Si Georges Clemenceau est notamment connu par le public comme le père des brigades mobiles régionales de police mobile, surnommées « brigades du Tigre » dans l’entre-deux-guerres, son rôle est, en revanche – y compris au sein de la gendarmerie nationale –, relativement ignoré dans la naissance de la gendarmerie mobile au sortir de la Première Guerre mondiale. À ce titre, celui qui s’érigea comme « le premier flic de France » mériterait aussi qu’on le surnommât « le premier Pandore de la République ».
C’est en toute discrétion que les termes « gendarmerie mobile » font littéralement irruption à la fin du Mémorial de 1921. En effet, l’expression qui apparaît – ou réapparaît plutôt, comme nous le verrons – est subrepticement placée en haut d’un tableau désignant les emplacements de « pelotons mobiles » en germe dès 1917. Le « Père la Victoire », Georges Clemenceau, a ainsi pu concrétiser le projet d’une gendarmerie mobile sans cesse repoussé durant le quart de siècle qui a précédé le conflit.
+ + + + + + +
* _Consigne A_: Recopiez à l'identique les lignes des enregistrements, de la ligne contenant « Expected: one point per instance of the wooden » jusqu'à la ligne contenant « point(36, 33) », ces deux lignes comprises.
+ + + + + + +
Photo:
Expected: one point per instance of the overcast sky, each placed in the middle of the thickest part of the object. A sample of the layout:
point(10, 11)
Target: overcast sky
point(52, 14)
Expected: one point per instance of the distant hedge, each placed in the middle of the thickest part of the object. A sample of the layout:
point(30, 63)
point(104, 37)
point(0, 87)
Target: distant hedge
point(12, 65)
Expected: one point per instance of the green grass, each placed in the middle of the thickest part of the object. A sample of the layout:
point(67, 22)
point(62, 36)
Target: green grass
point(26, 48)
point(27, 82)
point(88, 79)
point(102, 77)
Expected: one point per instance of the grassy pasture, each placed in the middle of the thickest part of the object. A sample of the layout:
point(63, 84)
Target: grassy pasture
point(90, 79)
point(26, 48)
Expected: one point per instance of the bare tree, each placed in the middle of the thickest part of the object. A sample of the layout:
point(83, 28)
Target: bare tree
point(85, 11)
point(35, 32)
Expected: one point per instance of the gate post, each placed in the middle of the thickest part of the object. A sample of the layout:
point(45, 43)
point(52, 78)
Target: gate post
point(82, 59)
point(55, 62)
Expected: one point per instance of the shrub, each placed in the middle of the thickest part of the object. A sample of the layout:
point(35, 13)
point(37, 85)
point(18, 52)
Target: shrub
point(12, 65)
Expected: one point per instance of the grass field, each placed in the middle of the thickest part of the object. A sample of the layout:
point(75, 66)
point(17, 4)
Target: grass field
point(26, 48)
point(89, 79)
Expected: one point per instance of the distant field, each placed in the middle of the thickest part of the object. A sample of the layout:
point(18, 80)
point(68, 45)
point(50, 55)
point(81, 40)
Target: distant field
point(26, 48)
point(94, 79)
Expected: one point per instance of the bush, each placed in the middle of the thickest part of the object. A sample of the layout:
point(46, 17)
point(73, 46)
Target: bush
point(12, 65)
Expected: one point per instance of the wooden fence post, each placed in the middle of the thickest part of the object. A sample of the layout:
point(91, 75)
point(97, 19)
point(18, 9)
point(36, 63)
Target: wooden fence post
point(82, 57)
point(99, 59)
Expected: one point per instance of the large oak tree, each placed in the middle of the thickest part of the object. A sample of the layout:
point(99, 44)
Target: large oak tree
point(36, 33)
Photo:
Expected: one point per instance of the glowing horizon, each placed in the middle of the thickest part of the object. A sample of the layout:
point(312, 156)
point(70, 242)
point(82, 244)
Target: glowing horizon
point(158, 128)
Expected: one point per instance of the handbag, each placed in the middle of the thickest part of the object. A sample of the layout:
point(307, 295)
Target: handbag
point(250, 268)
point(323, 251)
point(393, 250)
+ + + + + + +
* _Consigne B_: Résumez l'extrait de page en deux phrases.

* _Réponse A_:
Expected: one point per instance of the wooden fence post, each placed in the middle of the thickest part of the object. A sample of the layout:
point(91, 75)
point(97, 19)
point(18, 9)
point(36, 63)
Target: wooden fence post
point(82, 57)
point(99, 59)
Expected: one point per instance of the large oak tree, each placed in the middle of the thickest part of the object. A sample of the layout:
point(99, 44)
Target: large oak tree
point(36, 33)

* _Réponse B_: Connu comme le père des « brigades du Tigre », Georges Clemenceau a joué dans la naissance de la gendarmerie mobile au sortir de la Première Guerre mondiale un rôle relativement ignoré, y compris au sein de la gendarmerie nationale. L'expression « gendarmerie mobile » apparaît discrètement à la fin du Mémorial de 1921, en haut d'un tableau des emplacements de pelotons mobiles en germe dès 1917, Clemenceau ayant ainsi concrétisé un projet sans cesse repoussé durant le quart de siècle précédant le conflit.